• Passage given:
───

Plaintiff's complaint alleges that on or about May 7, 2007, Plaintiff presented a claim for damages against City and Officer Taylor, and that City subsequently issued a denial of Plaintiff's claim on May 10, 2007. (Compl. ¶ 19.) Plaintiff does not contest, but rather substantiates, that the documents City requests the Court take judicial notice of are the documents referenced in paragraph 19 of her complaint. Accordingly, the Court concludes that it may take judicial notice of and consider Plaintiff's "Application for Leave to Present Late Claim," dated May 7, 2007, and City's letter to Plaintiff denying her leave to present a late claim, dated May 10, 2007, in determining this motion to dismiss.
II. Defendant's Motion to Dismiss
A. Legal Standards
A motion to dismiss pursuant to Rule 12(b)(6) tests the legal sufficiency of the claims in the complaint. See Conley v. Gibson, 355 U.S. 41, 45-46 (1957). Rule 12(b)(6) permits dismissal of a claim either where that claim lacks a cognizable legal theory, or where insufficient facts are alleged to support plaintiff's theory. See Balistreri v. Pacifica Police Dept., 901 F.2d 696, 699 (9th Cir. 1990). While a complaint does not need detailed factual allegations to survive a motion to dismiss, a plaintiff's obligation to provide the grounds of her entitlement to relief requires more than labels and conclusions, or a formulaic recitation of the elements of a cause of action. See Bell Atlantic Corp. v. Twombly, 127 S.Ct. 1955, 1964-65 (2007). Rather, to survive a motion to dismiss pursuant to Rule 12(b)(6), factual allegations must be sufficient to raise a right to relief above the speculative level, on the assumption that all the allegations in the complaint are true even if doubtful in fact. See id. at 1965.
A court need not, however, accept as true allegations that contradict matters properly subject to judicial notice or by exhibit. See Sprewell v. Golden State Warriors, 266 F.3d 979, 988 (9th Cir.1987). "Nor is the court required to accept as true allegations that are merely conclusory, unwarranted deductions of fact, or unreasonable inferences." Id. Furthermore, a motion to dismiss may be based on the running of the statute of limitations period if the running of the statute is apparent on the face of the complaint. See Jablon v. Dean Witter & Co., 614 F.2d 677, 682 (9th Cir. 1980). Generally, however, the applicability of equitable tolling of a limitations period depends on matters outside the pleadings, so it is rarely appropriate to grant a motion to dismiss for failure to state a claim if equitable tolling is at issue. See Huynh v. Chase Manhattan Bank, 465 F.3d 992, 1003-04 (9th Cir. 2006). If a complaint is found to fail to state a claim, the court should grant leave to amend unless it determines that the pleading could not possibly be cured by the allegation of other facts. See Doe v. United States, 58 F.3d 494, 497 (9th Cir. 1995).

───

• Provided records:

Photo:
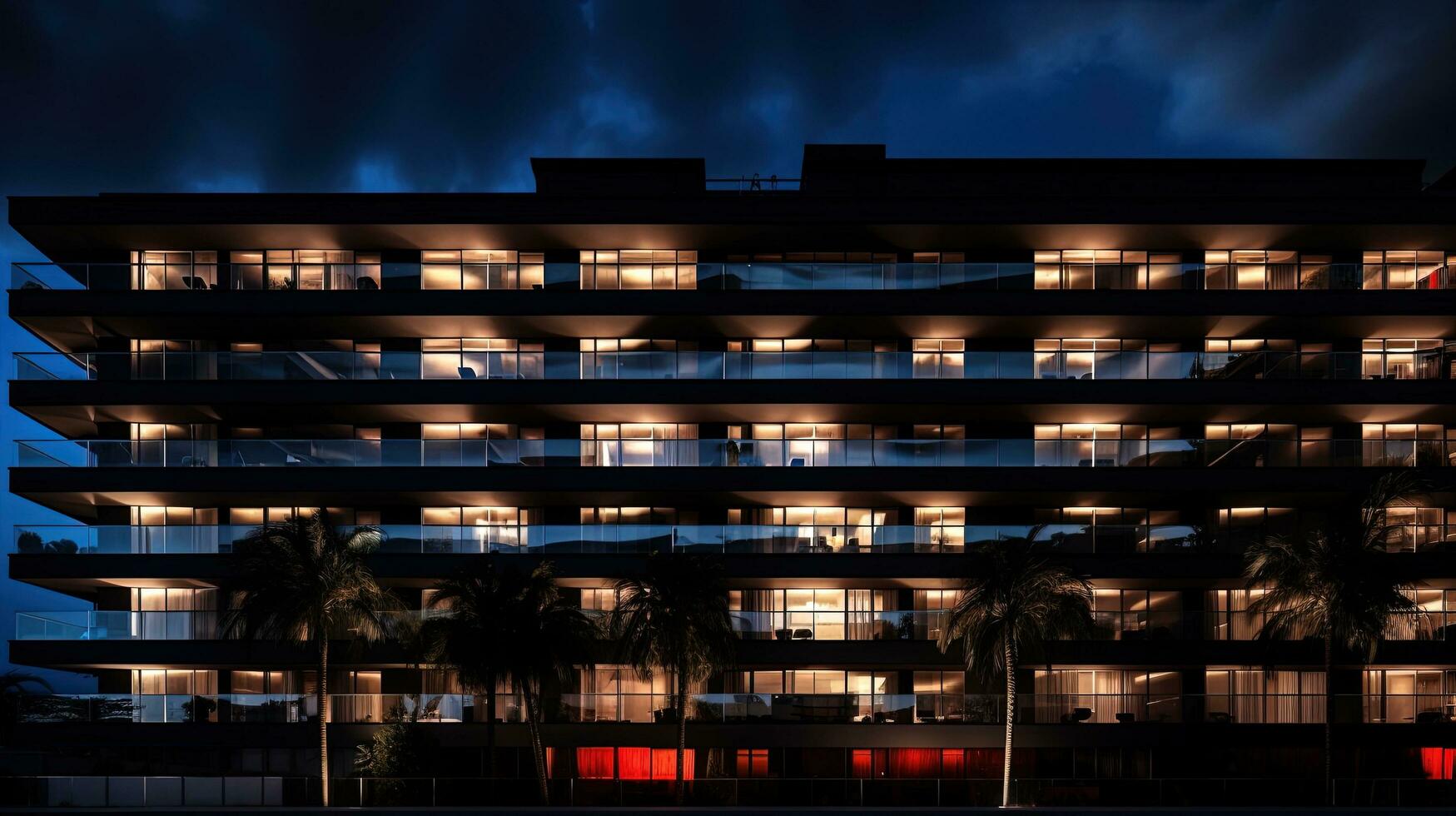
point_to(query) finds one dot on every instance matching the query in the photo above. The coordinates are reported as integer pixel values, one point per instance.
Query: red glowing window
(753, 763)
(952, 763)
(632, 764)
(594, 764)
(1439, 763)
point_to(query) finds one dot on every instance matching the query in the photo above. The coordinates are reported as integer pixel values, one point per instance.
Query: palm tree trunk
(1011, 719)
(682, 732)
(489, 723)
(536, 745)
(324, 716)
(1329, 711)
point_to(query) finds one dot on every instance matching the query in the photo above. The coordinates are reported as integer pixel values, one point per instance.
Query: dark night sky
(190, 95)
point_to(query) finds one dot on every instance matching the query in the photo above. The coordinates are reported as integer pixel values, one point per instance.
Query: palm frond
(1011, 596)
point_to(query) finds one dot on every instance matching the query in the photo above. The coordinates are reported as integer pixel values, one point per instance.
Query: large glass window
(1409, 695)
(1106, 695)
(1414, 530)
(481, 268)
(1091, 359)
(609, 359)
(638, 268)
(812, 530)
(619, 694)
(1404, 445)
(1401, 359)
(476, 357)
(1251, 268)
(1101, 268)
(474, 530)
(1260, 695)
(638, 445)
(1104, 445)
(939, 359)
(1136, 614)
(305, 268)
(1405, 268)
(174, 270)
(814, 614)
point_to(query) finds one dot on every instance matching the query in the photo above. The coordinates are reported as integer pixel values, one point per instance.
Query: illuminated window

───

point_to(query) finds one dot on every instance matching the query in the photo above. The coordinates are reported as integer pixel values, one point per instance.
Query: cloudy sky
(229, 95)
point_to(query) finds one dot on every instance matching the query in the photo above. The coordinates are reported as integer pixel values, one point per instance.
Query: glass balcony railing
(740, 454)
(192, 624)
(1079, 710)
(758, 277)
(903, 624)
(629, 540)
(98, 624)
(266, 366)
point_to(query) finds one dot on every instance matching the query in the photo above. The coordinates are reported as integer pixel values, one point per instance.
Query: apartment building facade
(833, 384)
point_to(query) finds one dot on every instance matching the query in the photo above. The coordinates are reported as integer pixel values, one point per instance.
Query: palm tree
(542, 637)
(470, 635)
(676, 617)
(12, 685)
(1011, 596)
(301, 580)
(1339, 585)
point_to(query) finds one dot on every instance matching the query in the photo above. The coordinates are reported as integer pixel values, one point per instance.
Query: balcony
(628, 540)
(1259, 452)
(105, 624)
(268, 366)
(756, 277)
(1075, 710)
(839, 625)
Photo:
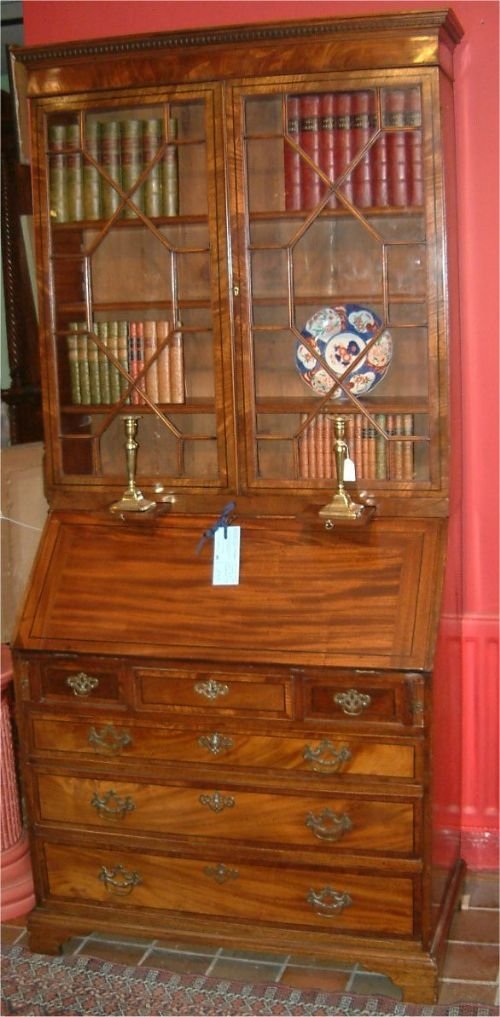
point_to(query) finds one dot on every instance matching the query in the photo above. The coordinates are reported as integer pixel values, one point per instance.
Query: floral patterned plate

───

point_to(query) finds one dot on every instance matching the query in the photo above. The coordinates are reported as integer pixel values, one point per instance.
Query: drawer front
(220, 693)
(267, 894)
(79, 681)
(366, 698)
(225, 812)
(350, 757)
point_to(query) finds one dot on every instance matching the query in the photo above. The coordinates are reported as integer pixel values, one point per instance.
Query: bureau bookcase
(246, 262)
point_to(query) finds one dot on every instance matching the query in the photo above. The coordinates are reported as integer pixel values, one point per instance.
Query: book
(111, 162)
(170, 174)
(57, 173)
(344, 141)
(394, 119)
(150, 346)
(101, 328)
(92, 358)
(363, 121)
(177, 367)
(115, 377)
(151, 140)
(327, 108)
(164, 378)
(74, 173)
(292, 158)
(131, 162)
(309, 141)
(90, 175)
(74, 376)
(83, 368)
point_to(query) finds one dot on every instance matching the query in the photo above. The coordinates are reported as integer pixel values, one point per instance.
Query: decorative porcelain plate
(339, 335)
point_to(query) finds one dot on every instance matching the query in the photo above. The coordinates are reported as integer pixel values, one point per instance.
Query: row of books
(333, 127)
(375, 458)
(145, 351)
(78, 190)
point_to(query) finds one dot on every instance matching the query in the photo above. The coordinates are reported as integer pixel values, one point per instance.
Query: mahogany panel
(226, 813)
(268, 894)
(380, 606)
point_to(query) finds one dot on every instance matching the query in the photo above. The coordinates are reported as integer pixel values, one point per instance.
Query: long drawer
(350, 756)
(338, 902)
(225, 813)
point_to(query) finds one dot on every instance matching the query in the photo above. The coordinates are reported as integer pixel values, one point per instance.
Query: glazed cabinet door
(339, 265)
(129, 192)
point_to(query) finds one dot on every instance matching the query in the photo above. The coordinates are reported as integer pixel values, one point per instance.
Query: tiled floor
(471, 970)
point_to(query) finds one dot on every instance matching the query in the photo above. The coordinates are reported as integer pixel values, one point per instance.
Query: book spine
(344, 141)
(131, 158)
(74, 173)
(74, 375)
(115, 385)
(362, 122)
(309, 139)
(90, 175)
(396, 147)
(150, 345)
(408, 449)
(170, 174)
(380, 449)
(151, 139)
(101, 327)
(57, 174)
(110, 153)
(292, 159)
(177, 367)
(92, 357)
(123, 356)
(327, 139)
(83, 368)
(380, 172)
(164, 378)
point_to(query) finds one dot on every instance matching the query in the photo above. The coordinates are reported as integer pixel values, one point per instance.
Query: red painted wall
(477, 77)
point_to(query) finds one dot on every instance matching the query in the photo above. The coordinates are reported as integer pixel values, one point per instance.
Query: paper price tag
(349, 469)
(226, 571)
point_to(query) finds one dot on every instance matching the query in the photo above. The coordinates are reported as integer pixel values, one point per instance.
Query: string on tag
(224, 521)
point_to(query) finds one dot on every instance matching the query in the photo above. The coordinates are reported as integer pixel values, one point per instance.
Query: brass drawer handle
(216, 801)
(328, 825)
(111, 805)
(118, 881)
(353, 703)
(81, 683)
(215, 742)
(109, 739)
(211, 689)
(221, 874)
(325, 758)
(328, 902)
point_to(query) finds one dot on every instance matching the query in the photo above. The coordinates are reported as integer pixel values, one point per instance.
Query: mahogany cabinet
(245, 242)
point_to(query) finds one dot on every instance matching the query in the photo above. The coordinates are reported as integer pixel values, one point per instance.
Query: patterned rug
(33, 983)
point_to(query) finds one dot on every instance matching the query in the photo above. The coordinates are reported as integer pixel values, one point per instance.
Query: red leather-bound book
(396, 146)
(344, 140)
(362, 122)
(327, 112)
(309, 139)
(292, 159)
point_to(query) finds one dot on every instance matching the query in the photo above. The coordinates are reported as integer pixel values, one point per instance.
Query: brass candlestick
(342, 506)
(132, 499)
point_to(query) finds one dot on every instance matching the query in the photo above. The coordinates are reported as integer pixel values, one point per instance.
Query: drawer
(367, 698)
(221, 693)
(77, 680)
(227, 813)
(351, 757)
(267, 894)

───

• Short exercise 1: Write out the passage from the court opinion on the motion to dismiss, starting at "Plaintiff's complaint alleges" and ending at "motion to dismiss.".
• Short exercise 2: Write what comes next in the court opinion on the motion to dismiss, picking up after its last sentence.

• Answer 1:
Plaintiff's complaint alleges that on or about May 7, 2007, Plaintiff presented a claim for damages against City and Officer Taylor, and that City subsequently issued a denial of Plaintiff's claim on May 10, 2007. (Compl. ¶ 19.) Plaintiff does not contest, but rather substantiates, that the documents City requests the Court take judicial notice of are the documents referenced in paragraph 19 of her complaint. Accordingly, the Court concludes that it may take judicial notice of and consider Plaintiff's "Application for Leave to Present Late Claim," dated May 7, 2007, and City's letter to Plaintiff denying her leave to present a late claim, dated May 10, 2007, in determining this motion to dismiss.

• Answer 2:
B. Statute of Limitations
1. Section 1983 Claim
City argues that Plaintiff's § 1983 claim against it should be dismissed for being time-barred by § 335.1 of California's Code of Civil Procedure, which sets a two-year statute of limitations for personal injury claims. Since Plaintiff's claim arises from Officer Taylor's actions that occurred on February 3, 2005, and Plaintiff did not file her complaint until August 15, 2007, Plaintiff's § 1983 claim, according to City, is time- barred. Plaintiff counters that either § 338 or § 340.3 of California's Code of Civil Procedure establishes the applicable statute of limitations, or in the alternative, the Court should deny City's motion based on equitable tolling of the statute of limitations.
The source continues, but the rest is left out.